■ Aufgabe
Warum legt die Schleswiger Ausstellung dem Text über die Barlach-Retrospektive zufolge den Akzent auf Skizzen, Entwürfe, Vormodelle und Werkmodelle? Antworte in ein bis drei Sätzen.

■ Textauszug
Entwürfe

■ Große Barlach-Retrospektive in Schleswig

Mit dem Dichter Barlach vertraut zu sein, wird wohl kaum jemand behaupten. Aber auch wer bisher meinte, wenigstens den bildenden Künstler zu kennen, wird sich wundern: Die aus Rostock kommende und in Schleswig als einziger westdeutscher Station gezeigte Werkzusammenstellung Ernst Barlach, Denkzeichen - so ihr Titel - zeigt den Bildhauer und Graphiker jenseits gängiger Klischees.

In über 200 Exponaten, darunter auch Dokumente, vermittelt die Retrospektive einen Einblick in die wesentlichen Schaffensphasen des Künstlers und zeigt dabei seine Vielschichtigkeit: Holzschnitte, Zeichnungen in Blei und Kohle, Druckgraphiken, Skulpturen aus Gips, Porzellan, Bronze, Holz sind zu sehen. Solches gab es allerdings wenigstens ähnlich und zum Teil ausgewogener - auch schon anderswo.

Wirklich Neues bietet die Ausstellung aber in ihrem Herzstück: Zum ersten Mal wird ein Überblick über Barlachs Plastiken im öffentlichen Raum, über seine antimilitaristischen Mahn- und Ehrenmale, aber auch über weniger bekannte Grab- und Denkmäler gegeben. Viele der gezeigten Stücke entstammen dem Nachlaß und waren bisher nur äußerst selten zu sehen, ein nicht unerheblicher Teil sogar wird überhaupt erstmals zugänglich gemacht. Der Akzent liegt dabei auf einer Fülle von Skizzen, Entwürfen, Vormodellen, Werkmodellen usw. - mit der Intention, die Genese der Werke zu dokumentieren.

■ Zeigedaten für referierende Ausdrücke
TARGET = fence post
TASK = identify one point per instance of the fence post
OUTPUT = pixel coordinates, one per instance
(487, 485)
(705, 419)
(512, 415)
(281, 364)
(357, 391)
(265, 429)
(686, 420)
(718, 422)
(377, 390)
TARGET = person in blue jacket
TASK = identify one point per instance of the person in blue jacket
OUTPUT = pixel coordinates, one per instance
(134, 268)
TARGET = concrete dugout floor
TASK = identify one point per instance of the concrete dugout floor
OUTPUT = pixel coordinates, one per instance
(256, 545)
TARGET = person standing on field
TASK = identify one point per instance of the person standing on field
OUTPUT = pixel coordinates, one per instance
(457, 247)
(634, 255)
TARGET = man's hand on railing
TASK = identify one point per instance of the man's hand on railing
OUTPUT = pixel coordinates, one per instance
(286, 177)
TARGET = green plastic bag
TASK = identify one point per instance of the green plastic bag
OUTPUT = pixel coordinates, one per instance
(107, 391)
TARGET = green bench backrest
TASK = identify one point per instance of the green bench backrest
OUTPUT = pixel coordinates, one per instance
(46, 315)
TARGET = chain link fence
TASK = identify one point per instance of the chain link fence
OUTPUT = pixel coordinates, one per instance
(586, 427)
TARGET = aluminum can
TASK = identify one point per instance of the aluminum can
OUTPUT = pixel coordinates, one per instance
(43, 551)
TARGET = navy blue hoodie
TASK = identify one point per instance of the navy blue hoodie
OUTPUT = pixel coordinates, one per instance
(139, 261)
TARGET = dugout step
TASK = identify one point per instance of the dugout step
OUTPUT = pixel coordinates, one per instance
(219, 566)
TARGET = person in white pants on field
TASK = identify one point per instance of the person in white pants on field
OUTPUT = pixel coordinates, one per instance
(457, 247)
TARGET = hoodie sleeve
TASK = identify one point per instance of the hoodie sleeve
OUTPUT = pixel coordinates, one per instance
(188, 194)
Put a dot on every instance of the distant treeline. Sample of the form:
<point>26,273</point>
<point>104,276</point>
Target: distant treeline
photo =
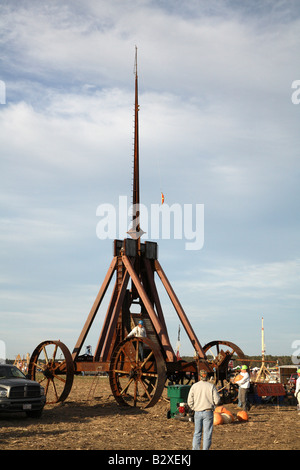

■ Lösung
Die Ausstellung will damit die Genese der Werke dokumentieren. Die Fülle von Skizzen, Entwürfen und Modellen soll zeigen, wie Barlachs Plastiken entstanden sind.